Work item: Images should be left out, and everything else in the listing reproduced exactly.

####

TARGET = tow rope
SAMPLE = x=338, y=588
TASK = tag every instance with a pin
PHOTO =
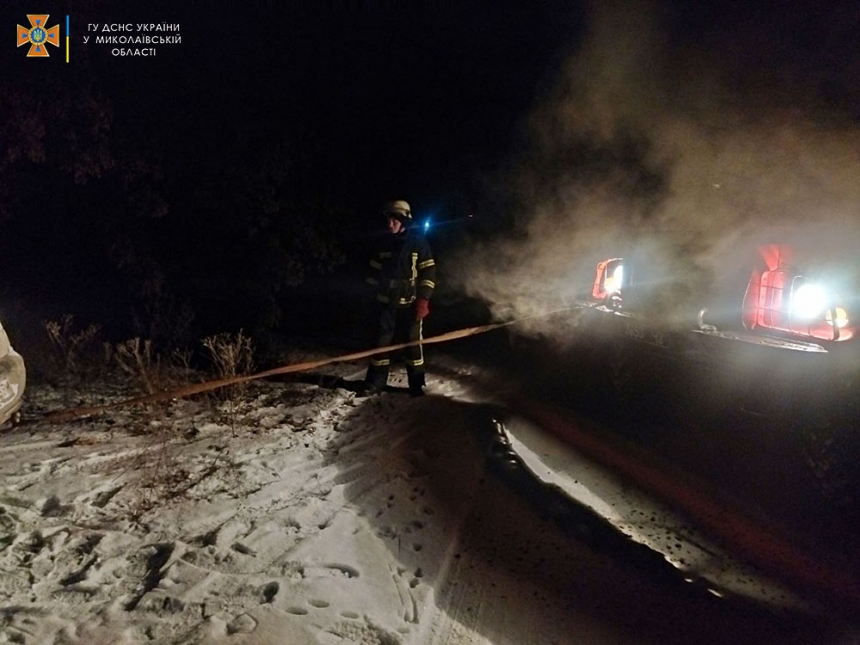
x=207, y=386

####

Exercise output:
TARGET = tow rope
SAMPLE = x=338, y=588
TASK = tag every instance with a pin
PHOTO =
x=207, y=386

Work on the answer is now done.